> [Text for analysis]:
"""

Gomphidius oregonensis, commonly known as insidious gomphidius or blackening slime spike, is a species of fungus. With age, the fruiting body becomes murky and "insidious" in appearance, hence its common name. G. oregonensis can be distinguished by its spores which are the shortest in its genus, typically less than 14 μm long. Earlier in its growth, it can be difficult to distinguish from other members of its genus, such as G. glutinosus, the most common and widespread species.

G. oregonensis is found only in western North America, most commonly on the Pacific Coast. It is edible.

==Taxonomy==
Gomphidius oregonensis was first described in 1897 by botanist Charles Horton Peck. The genus name is derived from the Greek γομφος, gomphos, meaning "nail-bolt" and relates to the shape of the mushroom. Oregonensis pertains to the area in which the species was first observed. Orson K. Miller made it the type species of the section Microsorus in the genus Gomphidius.

==Description==
The cap is initially convex and almost peg-like, reaching 2–15 cm in width. The surface is smooth and slimy when damp. The color can vary from whitish to a dull pinkish or color of salmon flesh when young. With maturity, the cap flattens, possibly becoming depressed, and turns purplish to reddish-brown. The flesh is soft and white or grayish.

The gills are decurrent, fairly even, closely spaced and are somewhat waxy in appearance. They are white to grayish in color, turning black as ripening occurs.

The stalk is up to 15 cm long and 1–5 cm thick. The diameter may be equal from top to bottom or either tapered or swollen at the base. The color transitions from a whitish shade in the upper portion above the veil to a bright yellow below.

The veil is whitish with a thread-like texture, hidden beneath a layer of slime. The veil seems to disappear as it approaches the stalk, where it forms a slimy, almost hairy ring. This ring often blackens as the mushrooms age and the spores begin to release.

The spores are smooth, spindle-shaped and elliptical, with each spore measuring 10–14 μm long, the smallest in the genus Gomphidius. The spore print is dark gray to black.

==Habitat and distribution==
Gomphidius oregonensis can be found in western North America from October to December, most commonly on the Pacific Coast. It is found on the ground under conifers, particularly Douglas-fir. Mushrooms may be solitary or in clusters and often in colonies with G. glutinosus, and frequently with species from the genus Suillus. It is likely parasitic to Suillus caerulescens and potentially S. ponderosus as well.

== Edibility ==
Gomphidius oregonensis is edible, with a mild flavor and odor. Without proper preparation (removing the cap cuticle), the mushroom is slimy in texture. This mushroom also accumulates heavy metals.

"""

> [Dataset entries]:

"""

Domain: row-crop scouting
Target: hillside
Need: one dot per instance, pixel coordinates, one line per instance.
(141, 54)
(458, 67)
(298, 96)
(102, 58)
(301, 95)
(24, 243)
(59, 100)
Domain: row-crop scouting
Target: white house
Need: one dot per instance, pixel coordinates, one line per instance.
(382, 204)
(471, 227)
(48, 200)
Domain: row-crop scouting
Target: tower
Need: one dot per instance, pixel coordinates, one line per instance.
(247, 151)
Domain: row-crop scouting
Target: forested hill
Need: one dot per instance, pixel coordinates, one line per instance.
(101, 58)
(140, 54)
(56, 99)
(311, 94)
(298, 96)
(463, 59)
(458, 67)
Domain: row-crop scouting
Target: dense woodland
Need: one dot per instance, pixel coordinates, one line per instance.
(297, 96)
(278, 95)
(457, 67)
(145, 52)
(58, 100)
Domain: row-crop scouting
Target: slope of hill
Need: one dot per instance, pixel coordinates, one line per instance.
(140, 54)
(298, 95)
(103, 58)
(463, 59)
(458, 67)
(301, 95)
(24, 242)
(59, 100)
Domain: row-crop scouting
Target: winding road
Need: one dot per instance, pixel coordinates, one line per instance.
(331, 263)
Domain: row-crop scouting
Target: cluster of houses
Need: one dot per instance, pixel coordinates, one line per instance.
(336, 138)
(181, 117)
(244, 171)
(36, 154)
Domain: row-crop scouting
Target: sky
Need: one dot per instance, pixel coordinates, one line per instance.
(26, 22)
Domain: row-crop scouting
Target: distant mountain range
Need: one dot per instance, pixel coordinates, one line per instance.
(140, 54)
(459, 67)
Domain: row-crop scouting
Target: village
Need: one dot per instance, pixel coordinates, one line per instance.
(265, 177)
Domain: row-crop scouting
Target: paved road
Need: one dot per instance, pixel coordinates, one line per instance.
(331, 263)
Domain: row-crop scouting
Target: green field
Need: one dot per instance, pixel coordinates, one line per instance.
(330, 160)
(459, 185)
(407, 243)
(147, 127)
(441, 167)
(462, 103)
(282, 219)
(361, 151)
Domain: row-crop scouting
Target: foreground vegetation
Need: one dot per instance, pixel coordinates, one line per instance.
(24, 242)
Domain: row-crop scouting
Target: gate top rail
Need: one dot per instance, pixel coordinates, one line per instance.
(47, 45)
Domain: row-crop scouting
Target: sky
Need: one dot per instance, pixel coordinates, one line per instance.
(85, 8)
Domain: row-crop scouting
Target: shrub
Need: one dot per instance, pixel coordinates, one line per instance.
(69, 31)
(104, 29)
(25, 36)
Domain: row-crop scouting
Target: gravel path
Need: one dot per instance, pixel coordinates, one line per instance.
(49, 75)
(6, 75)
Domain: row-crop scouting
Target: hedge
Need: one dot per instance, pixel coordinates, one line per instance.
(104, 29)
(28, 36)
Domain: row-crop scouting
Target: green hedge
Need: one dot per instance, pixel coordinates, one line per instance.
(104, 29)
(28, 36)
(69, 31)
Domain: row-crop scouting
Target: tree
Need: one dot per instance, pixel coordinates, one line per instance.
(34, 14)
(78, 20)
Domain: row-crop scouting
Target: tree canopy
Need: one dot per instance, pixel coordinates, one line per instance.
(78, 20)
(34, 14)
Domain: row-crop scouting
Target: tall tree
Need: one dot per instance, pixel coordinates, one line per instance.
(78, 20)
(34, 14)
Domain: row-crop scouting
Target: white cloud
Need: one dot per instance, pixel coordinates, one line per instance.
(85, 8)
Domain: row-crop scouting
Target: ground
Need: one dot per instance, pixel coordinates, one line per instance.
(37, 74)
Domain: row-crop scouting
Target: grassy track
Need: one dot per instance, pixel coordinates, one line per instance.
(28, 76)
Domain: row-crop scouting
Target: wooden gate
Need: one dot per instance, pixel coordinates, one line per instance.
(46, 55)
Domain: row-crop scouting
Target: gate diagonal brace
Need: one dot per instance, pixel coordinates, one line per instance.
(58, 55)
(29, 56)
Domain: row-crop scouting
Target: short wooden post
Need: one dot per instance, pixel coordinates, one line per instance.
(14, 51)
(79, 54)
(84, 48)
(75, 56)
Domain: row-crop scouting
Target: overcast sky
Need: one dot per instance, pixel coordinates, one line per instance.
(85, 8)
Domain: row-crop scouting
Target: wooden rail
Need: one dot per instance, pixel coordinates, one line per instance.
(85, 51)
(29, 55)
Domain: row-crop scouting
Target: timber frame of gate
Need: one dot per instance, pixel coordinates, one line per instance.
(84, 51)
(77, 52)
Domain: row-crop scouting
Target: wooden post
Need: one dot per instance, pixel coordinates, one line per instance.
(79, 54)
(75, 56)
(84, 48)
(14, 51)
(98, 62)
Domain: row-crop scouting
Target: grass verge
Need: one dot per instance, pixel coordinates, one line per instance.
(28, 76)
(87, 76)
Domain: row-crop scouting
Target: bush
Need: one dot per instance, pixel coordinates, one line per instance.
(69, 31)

"""

Can you print the part of the mushroom article that opens with the words containing "The spores are" and closes with "accumulates heavy metals."? The listing isn't needed for what comes next.

> [Written solution]:
The spores are smooth, spindle-shaped and elliptical, with each spore measuring 10–14 μm long, the smallest in the genus Gomphidius. The spore print is dark gray to black.

==Habitat and distribution==
Gomphidius oregonensis can be found in western North America from October to December, most commonly on the Pacific Coast. It is found on the ground under conifers, particularly Douglas-fir. Mushrooms may be solitary or in clusters and often in colonies with G. glutinosus, and frequently with species from the genus Suillus. It is likely parasitic to Suillus caerulescens and potentially S. ponderosus as well.

== Edibility ==
Gomphidius oregonensis is edible, with a mild flavor and odor. Without proper preparation (removing the cap cuticle), the mushroom is slimy in texture. This mushroom also accumulates heavy metals.